-- Opening Marker --

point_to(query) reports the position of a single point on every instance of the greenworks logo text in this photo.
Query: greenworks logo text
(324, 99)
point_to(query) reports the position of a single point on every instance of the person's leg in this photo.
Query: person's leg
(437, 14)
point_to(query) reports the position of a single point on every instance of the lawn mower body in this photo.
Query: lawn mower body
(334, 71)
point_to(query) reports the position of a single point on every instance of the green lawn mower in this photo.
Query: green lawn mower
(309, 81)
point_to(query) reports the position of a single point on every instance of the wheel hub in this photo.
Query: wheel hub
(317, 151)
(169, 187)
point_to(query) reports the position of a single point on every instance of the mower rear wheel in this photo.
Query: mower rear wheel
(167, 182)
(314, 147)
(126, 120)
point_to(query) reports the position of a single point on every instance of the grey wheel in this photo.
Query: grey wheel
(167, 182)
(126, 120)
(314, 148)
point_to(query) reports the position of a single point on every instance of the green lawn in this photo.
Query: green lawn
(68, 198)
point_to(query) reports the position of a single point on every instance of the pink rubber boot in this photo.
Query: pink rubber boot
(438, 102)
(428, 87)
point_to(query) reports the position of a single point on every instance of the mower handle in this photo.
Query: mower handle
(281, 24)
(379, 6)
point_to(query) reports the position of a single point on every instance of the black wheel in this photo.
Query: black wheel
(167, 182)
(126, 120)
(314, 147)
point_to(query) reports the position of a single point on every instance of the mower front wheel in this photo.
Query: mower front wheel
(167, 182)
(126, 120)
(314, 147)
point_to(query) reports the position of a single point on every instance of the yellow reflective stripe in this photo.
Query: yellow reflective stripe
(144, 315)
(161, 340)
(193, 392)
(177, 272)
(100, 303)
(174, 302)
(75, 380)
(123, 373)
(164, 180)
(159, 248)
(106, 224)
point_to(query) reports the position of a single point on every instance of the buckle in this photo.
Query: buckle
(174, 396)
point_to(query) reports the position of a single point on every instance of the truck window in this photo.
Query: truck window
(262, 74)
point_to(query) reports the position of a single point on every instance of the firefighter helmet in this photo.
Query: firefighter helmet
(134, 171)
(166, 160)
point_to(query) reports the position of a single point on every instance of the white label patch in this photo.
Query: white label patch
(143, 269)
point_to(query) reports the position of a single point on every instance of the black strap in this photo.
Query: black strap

-- Closing Marker --

Problem to solve
Show each line from the listing above that includes the word "strap".

Answer to the exercise
point_to(query) reports the position of a single point on every instance of the black strap in this photo.
Query: black strap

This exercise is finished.